▶ **The problem**: For each line below that holds the word "point", make a copy.

(Data in this exercise Opens)

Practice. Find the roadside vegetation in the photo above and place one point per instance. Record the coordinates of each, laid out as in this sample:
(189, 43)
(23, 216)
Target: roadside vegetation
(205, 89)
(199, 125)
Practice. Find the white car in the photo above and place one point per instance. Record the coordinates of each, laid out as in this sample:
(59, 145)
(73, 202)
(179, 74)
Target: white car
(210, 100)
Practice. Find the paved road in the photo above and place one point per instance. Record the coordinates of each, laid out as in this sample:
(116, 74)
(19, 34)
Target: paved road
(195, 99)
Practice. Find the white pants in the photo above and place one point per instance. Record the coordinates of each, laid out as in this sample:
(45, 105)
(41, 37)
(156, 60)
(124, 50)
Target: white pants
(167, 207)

(Data in this exercise Closes)
(Data in this exercise Opens)

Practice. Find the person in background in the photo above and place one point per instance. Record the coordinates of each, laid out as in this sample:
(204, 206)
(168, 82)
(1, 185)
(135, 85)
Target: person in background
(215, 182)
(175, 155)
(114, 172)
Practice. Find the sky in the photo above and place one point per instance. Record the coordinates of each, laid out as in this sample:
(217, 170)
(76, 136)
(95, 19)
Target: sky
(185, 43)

(Data in this exercise Closes)

▶ **Result for this exercise**:
Practice. Find the roadside vegetation in the photo above and place one point per instance. Record the coordinates of each, laid out as in this sample:
Practice. Find the white car in the photo above and place one point per instance. Record the coordinates of each, laid out as in this sample:
Practice. Find the paved road in the photo above and place one point per instance. Record the coordinates of each, laid out as in this sample:
Practice. Find the white pants in the photo above and place one point per instance. Record the coordinates of each, laid out as in this sample:
Practice. Find the person in background in the photo above and place one point per instance. Record the coordinates of each, laid out as in this sample:
Practice. Find the sky in the photo above and place one point per instance. Record the coordinates of each, laid out as in this sample:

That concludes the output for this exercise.